### Task
Reproduce the records starting at the line that contains "Give the segmentation of every instance of the cracked" and ending at the end of the records, changing each "formatted sample" to "formatted example" and leaving everything else as it is.
# # # # # # #
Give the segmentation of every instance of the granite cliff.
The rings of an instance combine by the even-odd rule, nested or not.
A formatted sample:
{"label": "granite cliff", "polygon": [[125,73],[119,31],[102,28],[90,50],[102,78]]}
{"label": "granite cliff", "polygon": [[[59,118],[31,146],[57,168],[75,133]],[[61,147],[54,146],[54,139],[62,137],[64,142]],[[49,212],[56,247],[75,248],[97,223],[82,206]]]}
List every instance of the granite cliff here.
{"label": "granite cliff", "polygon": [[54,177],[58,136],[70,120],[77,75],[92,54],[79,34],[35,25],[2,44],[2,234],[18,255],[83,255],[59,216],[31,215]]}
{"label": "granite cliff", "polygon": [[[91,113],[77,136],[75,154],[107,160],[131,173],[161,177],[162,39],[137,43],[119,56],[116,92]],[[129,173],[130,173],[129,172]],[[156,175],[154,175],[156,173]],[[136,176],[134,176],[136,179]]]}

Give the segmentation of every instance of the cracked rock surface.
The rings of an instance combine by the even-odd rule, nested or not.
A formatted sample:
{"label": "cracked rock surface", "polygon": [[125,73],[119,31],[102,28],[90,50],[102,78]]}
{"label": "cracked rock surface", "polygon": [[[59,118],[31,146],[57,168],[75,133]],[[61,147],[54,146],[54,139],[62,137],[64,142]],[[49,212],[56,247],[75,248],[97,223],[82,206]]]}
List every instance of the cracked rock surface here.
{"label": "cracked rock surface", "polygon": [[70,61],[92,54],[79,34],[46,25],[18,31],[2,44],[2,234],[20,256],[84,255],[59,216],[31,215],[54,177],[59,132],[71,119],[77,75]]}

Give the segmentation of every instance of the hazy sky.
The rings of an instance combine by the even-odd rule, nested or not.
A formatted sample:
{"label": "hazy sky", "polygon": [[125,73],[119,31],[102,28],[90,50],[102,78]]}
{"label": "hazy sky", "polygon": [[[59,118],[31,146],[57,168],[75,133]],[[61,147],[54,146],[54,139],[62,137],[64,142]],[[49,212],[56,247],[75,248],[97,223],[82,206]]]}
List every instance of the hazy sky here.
# # # # # # #
### Solution below
Give the segmentation of every instance of the cracked rock surface.
The rings of an instance combine by the even-odd rule, nested or not.
A formatted example:
{"label": "cracked rock surface", "polygon": [[125,73],[119,31],[102,28],[90,50],[102,78]]}
{"label": "cracked rock surface", "polygon": [[[59,118],[31,146],[57,168],[75,133]],[[61,147],[54,146],[54,139],[62,137],[64,142]],[[49,212],[56,247],[75,248],[97,223],[82,206]]]}
List every instance of the cracked rock surface here.
{"label": "cracked rock surface", "polygon": [[70,61],[92,54],[79,34],[46,25],[18,31],[2,44],[2,234],[20,256],[84,255],[59,216],[31,215],[54,177],[59,132],[71,119],[77,75]]}

Give the segmentation of every instance of the hazy sky.
The rings of an instance combine by the even-odd rule, nested or not.
A formatted example:
{"label": "hazy sky", "polygon": [[125,73],[119,31],[102,28],[90,50],[102,78]]}
{"label": "hazy sky", "polygon": [[[59,118],[31,146],[57,168],[75,133]],[[61,147],[54,146],[54,139],[62,137],[64,142]],[[49,212],[56,247],[75,248],[97,223],[82,206]]]}
List every instance of the hazy sky here.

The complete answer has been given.